Data shown.
## BEGIN

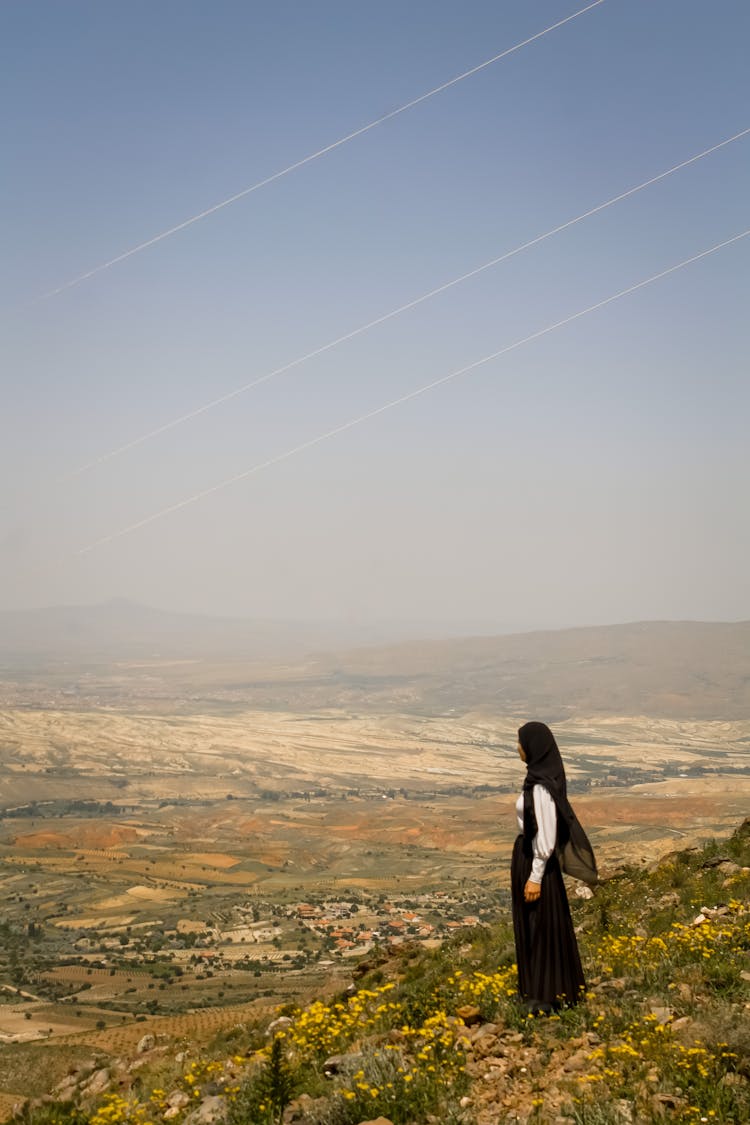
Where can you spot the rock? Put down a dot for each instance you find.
(577, 1061)
(485, 1046)
(469, 1014)
(209, 1110)
(661, 1015)
(97, 1083)
(665, 1105)
(66, 1089)
(178, 1099)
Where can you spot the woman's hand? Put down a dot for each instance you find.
(532, 891)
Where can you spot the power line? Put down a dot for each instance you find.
(405, 398)
(189, 415)
(313, 155)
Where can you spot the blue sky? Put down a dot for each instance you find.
(596, 475)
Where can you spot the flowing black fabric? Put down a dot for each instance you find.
(544, 767)
(550, 972)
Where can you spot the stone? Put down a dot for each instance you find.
(661, 1014)
(178, 1099)
(485, 1046)
(66, 1089)
(666, 1105)
(209, 1110)
(578, 1061)
(97, 1083)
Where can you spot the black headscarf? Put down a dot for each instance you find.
(544, 767)
(543, 762)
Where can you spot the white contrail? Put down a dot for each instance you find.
(314, 155)
(396, 312)
(404, 398)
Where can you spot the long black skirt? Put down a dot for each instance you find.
(550, 972)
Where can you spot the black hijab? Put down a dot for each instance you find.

## END

Exercise goal.
Images should not appear in the copy; retype the listing above exactly.

Solution to this problem.
Where can you spot the rock? Put down a dot for each instance you find.
(577, 1061)
(485, 1046)
(469, 1014)
(209, 1110)
(661, 1015)
(97, 1083)
(665, 1105)
(66, 1089)
(178, 1099)
Where can you spot the woman's hand? Put down a dot for each instance you find.
(532, 891)
Where can you spot the power line? Put down a dot for each instance you find.
(405, 398)
(189, 415)
(313, 155)
Where can you spot the blue sky? Put down a dot for each instance you find.
(596, 475)
Where can you spot the flowing black fabric? Put down a dot for each instance you find.
(544, 767)
(550, 972)
Where can you spot the stone? Put down a dot for each instance you find.
(661, 1014)
(178, 1099)
(485, 1046)
(66, 1089)
(666, 1105)
(209, 1110)
(578, 1061)
(97, 1083)
Where can you spot the black headscarf? Put down a dot for each instance you find.
(544, 767)
(543, 762)
Where can you spot the white contrail? Put down a dot for each instance you find.
(314, 155)
(396, 312)
(404, 398)
Where can you spot the long black skirt? Put down a dot for each instance you find.
(550, 972)
Where can you spot the black hijab? Put down a dot for each instance you find.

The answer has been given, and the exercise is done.